• _WHAT IS REQUIRED_: From the first line to the last, restate the data exactly, leaving out the images.

• _RECORDS_:
────────────────
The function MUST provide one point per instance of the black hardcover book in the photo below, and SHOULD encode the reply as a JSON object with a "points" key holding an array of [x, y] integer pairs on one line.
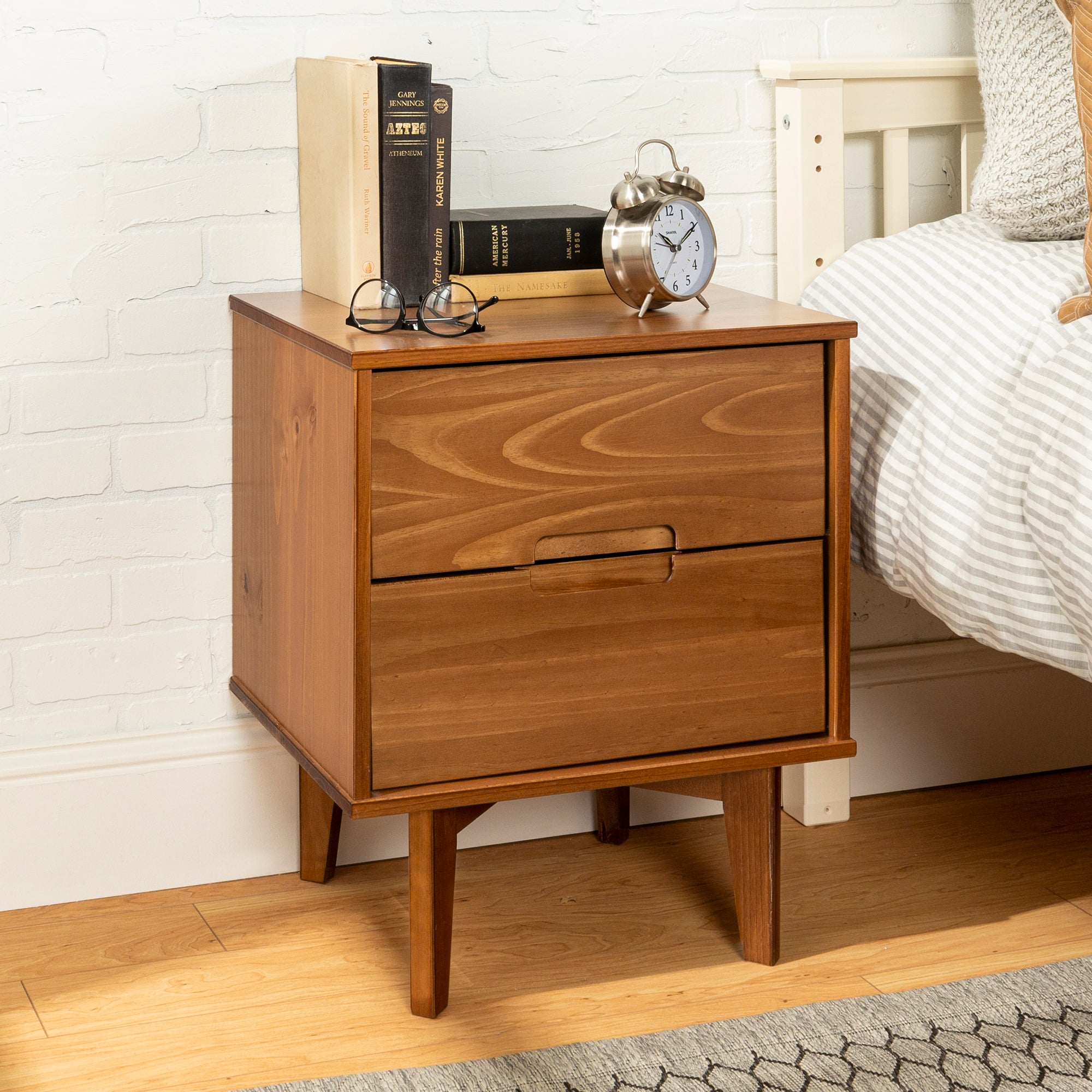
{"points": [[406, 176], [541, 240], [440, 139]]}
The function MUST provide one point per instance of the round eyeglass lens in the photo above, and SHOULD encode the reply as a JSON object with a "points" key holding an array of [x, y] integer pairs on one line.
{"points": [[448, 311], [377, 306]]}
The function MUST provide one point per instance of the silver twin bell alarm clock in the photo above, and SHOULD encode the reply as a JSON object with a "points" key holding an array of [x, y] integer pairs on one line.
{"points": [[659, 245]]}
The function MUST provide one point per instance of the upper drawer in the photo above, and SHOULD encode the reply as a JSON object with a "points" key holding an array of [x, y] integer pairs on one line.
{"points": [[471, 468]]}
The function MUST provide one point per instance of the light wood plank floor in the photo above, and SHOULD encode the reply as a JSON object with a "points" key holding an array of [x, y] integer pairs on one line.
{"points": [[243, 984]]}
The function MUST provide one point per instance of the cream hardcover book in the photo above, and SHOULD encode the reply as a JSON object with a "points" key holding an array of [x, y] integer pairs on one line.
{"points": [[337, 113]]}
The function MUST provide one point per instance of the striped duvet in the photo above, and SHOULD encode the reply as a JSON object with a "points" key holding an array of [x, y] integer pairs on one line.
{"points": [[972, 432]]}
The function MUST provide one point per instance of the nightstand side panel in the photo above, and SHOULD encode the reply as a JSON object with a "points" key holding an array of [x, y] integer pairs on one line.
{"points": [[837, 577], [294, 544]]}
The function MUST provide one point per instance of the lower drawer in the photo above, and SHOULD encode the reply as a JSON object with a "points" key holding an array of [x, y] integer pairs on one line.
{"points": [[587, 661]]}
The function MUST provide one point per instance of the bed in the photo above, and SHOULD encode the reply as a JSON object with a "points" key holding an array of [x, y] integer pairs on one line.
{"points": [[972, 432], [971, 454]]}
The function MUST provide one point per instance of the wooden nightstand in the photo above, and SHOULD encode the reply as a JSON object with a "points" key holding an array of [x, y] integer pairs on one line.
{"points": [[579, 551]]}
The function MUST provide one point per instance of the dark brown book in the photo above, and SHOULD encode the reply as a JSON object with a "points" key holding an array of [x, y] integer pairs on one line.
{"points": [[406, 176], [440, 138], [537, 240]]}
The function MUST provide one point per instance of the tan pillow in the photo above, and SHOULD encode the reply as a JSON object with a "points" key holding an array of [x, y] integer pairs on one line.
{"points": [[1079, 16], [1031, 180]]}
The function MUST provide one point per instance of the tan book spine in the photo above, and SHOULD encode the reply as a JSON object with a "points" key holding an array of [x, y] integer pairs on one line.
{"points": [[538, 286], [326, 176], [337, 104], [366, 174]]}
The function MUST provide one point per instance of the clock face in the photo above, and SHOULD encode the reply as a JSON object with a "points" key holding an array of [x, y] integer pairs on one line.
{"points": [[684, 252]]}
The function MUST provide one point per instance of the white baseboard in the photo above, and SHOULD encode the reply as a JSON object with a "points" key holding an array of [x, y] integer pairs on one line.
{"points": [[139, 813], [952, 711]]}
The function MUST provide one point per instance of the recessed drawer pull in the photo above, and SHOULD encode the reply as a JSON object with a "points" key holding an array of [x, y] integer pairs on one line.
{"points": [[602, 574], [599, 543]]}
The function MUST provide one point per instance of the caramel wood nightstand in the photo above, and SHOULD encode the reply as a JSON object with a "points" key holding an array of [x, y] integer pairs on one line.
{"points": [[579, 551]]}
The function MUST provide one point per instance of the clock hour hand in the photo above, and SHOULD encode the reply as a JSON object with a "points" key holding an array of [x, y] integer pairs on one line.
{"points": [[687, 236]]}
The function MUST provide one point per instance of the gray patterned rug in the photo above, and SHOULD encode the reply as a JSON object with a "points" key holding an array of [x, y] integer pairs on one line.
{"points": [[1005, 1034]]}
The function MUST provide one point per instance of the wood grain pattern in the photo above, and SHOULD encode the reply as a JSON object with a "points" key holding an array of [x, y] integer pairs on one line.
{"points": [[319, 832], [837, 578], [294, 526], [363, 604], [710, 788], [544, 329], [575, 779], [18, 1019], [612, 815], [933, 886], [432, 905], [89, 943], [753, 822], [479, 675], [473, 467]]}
────────────────
• _YOUR RESPONSE_:
The function MUST provide one point per instance of the black hardcover book in the photo below, and SHOULD encode the reply as a JSON object with a "points" key holding an array of [x, y] integer pairs on one line.
{"points": [[406, 176], [541, 240], [440, 139]]}
The function MUST provide one point per instance of the round eyeglass lens in the photo above, and SHOULD encode the reply as a JSON object with a "points" key holding an array of [x, y] integer pairs on one line.
{"points": [[448, 311], [377, 306]]}
The function MUST provide one point per instance of the silver twin bell alarm clock in the photo above, and SHOULD encode the reply as a JSON object with a "points" key holding an array of [x, y] integer pairs on one line.
{"points": [[659, 245]]}
The function MUST provide one point per instance of the upper drawer in the photo above, and SHOULD encode the reply as a JSON object with a "points" key holding an array of [x, y] integer pairs on one line.
{"points": [[471, 468]]}
The function MUST provide one point per instance of the light wood plank floor in the photo above, and SHOULD encode the reply as a JSON object with a "points" key holding an array of [x, y] integer pairs on one line.
{"points": [[243, 984]]}
The function MUST provide one point per instance of the cream hardcover book in the photo above, and SHOULD encode the reply as a JSON object with a "points" key holding an array of [x, y] integer pairs on one line.
{"points": [[337, 113]]}
The function MUST provide one point per instance of the striped duvet in the photo above, and SHOULD encode the reply as a JSON object with a "points" key holding an array of [x, y] integer pairs on one line.
{"points": [[972, 432]]}
The function MUST provide one point per instance of the nightstand side panel in the photo above, and SHOULD encode the reply as a JSON object with a "points" key holding an array of [x, y] integer pairs on one line.
{"points": [[837, 577], [294, 544]]}
The function MUST provide one point per instance of the lower drawer in the photo above, and SHOULD encode the reply as a JSON object with a "points" key holding an array of [x, y] integer pairs on one line.
{"points": [[587, 661]]}
The function MUST provide one point per instance of the bed in the photo above, and SHOULD encode the reply as a JSON object with a "points" key holding an array of [x, y] integer pairs on one line.
{"points": [[972, 432], [971, 454]]}
The function MUST provide one point per instance of the wooden nightstand in the photo above, and SHOULD encode the reply as a JSON object with a "points" key holding an array of [x, y] integer pairs on one line.
{"points": [[579, 551]]}
The function MUST provide one point per instance of the dark brown book in the photo above, and SHOULD encode the reply as a JSON object with a "points" key holding an array of [x, y] integer pairs on one line.
{"points": [[406, 176], [440, 138], [537, 240]]}
The function MUST provide one point per instance of the tan pillow in the photo above, and SHOULD encode the reply as a JSON object with a "points" key holding an array of [x, y] integer pairs on one line.
{"points": [[1079, 16], [1031, 180]]}
The function MUST provide one point per instance of the tan book spine in the photo above, and SHOULD encode the reply as a JSON object with a "points" key holding an array of [x, y] integer pairs on one line.
{"points": [[538, 286], [326, 176], [337, 104], [366, 174]]}
The function MUST provide one point per instance of the clock face in the photo above, and SHOULD encode the reply as a JSON object with a "points" key holding an array of [x, y] integer pairs on one line.
{"points": [[684, 252]]}
The function MUST provide one point per instance of the white baseboard in the photo above, and SHOULD encode the reply as a JSON object with a "points" key holding an array of [x, y] integer pairs on one line.
{"points": [[139, 813], [952, 711]]}
The function MUST provide one point per instance of the recessed drawer pull in the photo above, and SHOULD encode the reply as a JSON object with a "points" key holding an array of [x, y] integer pairs on one line.
{"points": [[602, 574], [599, 543]]}
The function MUST provide one point per instance of the caramel wood nightstand in the photo above, and SHOULD encode the reply as a JSON object with a "points" key holding an array of [x, y] integer pairs on one line.
{"points": [[579, 551]]}
The function MUST provide one point per instance of the clock hour hand in the photo above, and SHOULD encode the reply as a JSON object with a "points" key holding an array of [x, y] integer pairs on one line.
{"points": [[687, 236]]}
The function MUST provide one point per instance of the gray patterned rug in the photo above, and SHOULD encode the reply as a JSON object with a "points" key holding an array of [x, y] integer pairs on one line.
{"points": [[1005, 1034]]}
The function MUST provide one point per instance of the wood grain pattern in the photo above, and SHOULD encode the reply as a JSON object with a "points" key holding an array of [x, y] integer pairs on one line.
{"points": [[319, 832], [837, 578], [294, 526], [363, 604], [710, 788], [544, 329], [575, 779], [18, 1019], [612, 815], [933, 886], [432, 905], [89, 943], [753, 822], [479, 675], [473, 467]]}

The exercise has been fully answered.